-- 抜粋本文 --

##############################

ユーザー視点に立ったセキュリティの棚卸し
ITを利用する側から見たセキュリティ対策
本連載の1回目では、「なぜセキュリティ対策が必要なのか?」、「どのようにセキュリティ対策をすればよいのか?」を、利用者の視点から一通り解説します。リスクの背景や、仮想科技術やクラウドなど最近のIT環境におけるセキュリティについても少し触れます。
皆さんは、普段から何らかのセキュリティ対策を採られているかと思います。パソコンであればウイルス対策ソフトやメーラーの迷惑メール対策機能、ネットワークならファイアウォールやVPN、OSならセキュリティパッチの適用やパスワードの管理など、ある程度一般的になっているのではないでしょうか。
しかし、どうしてセキュリティ対策がこれだけ一般的になったのでしょうか?それは、対策を施していないパソコンに実被害が生じるなど、以前よりもリスクが大きくなってきたからです。
リスクの1つは、主にネットワークの外側から、多くはメールやWebを経由してやってきます。マルウエアやスパムメールなどが代表です。もう1つのリスクは、組織や企業の内部、すなわちネットワークの内側で発生します。故意や過失による情報漏えいは、日々ニュースなどでも報道されています。
本連載では、こうしたリスクの中でも、利用者の立場から、ネットワークからやってくるウイルスやスパム、社内から社外への情報漏えい、また最近普及している技術に関するものを中心に説明していきます。
また、ネットワークの外側からのセキュリティを「インバウンド・セキュリティ」、内側からのセキュリティを「アウトバウンド・セキュリティ」と定義して、個々のケースをさらに説明していきます。
なお、外部からやってくるリスクは、以下の2つほどに絞られます。
(1)メール経由でマルウエアに感染
シナリオの1つは、ウイルスを含んだメールを受信して、パソコンがマルウエアに感染するというものです。
マルウエアは次のような問題を引き起こします。
・システムに感染して機能を停止させる
・システムに潜んで攻撃する
・自分を複製してさらに被害を外部へ拡大させる
・ボットとなって悪質な攻撃者に操られ、自ら加害者となる(ボットネットの一員となってしまう)
(2)スパムメール(迷惑メール)を受信
もう1つのシナリオは、スパムメールを引き金とする被害です。
例えば、スパムメールに含まれるリンクをクリックさせて特定のWebへ誘導し、誘導先でクレジットカード番号や暗証番号の入力を行わせ、個人情報や決済情報を不正入手するといった具合です。
また、スパムメールは必ずしも詐欺などの不正行為に使われるだけでなく、医薬品などの販売にも利用されます。実際に購入に至らなくても、大量のスパムメールを受信すること自体が迷惑という事実があります。
加えて、前述のマルウエアに感染してボットとなったパソコン(前述)からのスパムメール配信によって、被害は拡大していきます。
メールを使う場合のセキュリティ対策
メールには、ウイルスやスパムメールなどのインバウンド・セキュリティ対策と、情報漏えいや内部監査などのアウトバウンド・セキュリティ対策の2種類があります。また、メールは多くのセキュリティ・リスクの「入り口」となって不正なWebへの誘導などに使われるため、しっかりとした対策が必要となります。

##############################

-- 参考情報 --
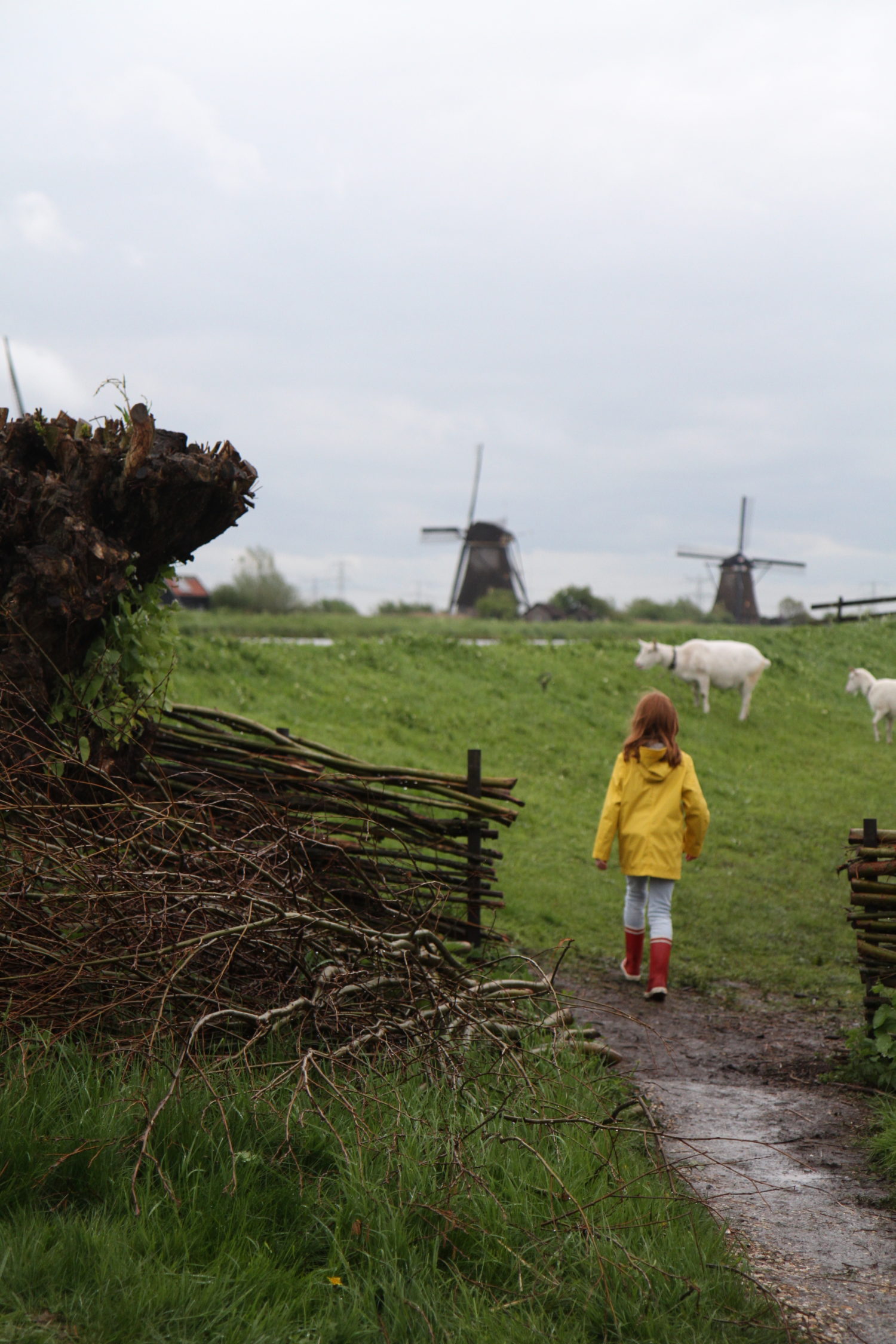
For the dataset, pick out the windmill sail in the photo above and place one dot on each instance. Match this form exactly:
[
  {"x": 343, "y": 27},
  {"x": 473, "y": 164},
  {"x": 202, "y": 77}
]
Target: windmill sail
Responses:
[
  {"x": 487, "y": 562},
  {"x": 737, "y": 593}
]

##############################

-- 作業指示 --
**A.** 抜粋本文に基づき、次の問いにそれぞれ答えてください。
(i) 本連載では、ネットワークの外側からのセキュリティを何と定義していますか。
(ii) マルウエアに感染してボットとなったパソコンは、悪質な攻撃者に操られてどのような立場になるとされていますか。
(iii) スパムメールは、詐欺などの不正行為のほかに何の販売に利用されるとされていますか。
**B.** 抜粋本文の「それは、対策を施していないパソコンに実被害が生じるなど、以前よりもリスクが大きくなってきたからです。」という一文を英語に翻訳してください。
**C.** 抜粋本文のうち、「皆さんは、普段から何らかのセ」という語句を含む箇所で始まり、「が大きくなってきたからです。」で終わる部分を、一字一句変えずに書き写して返してください。
上記の記録は、抜粋本文とは別の出典から取られたものです。

-- 回答一覧 --
**A.**
(i) 「インバウンド・セキュリティ」
(ii) 自ら加害者となります（ボットネットの一員となってしまいます）。
(iii) 医薬品などの販売

**B.** This is because the risks have become greater than before, with actual damage occurring to computers that have no countermeasures in place.

**C.**
皆さんは、普段から何らかのセキュリティ対策を採られているかと思います。パソコンであればウイルス対策ソフトやメーラーの迷惑メール対策機能、ネットワークならファイアウォールやVPN、OSならセキュリティパッチの適用やパスワードの管理など、ある程度一般的になっているのではないでしょうか。
しかし、どうしてセキュリティ対策がこれだけ一般的になったのでしょうか?それは、対策を施していないパソコンに実被害が生じるなど、以前よりもリスクが大きくなってきたからです。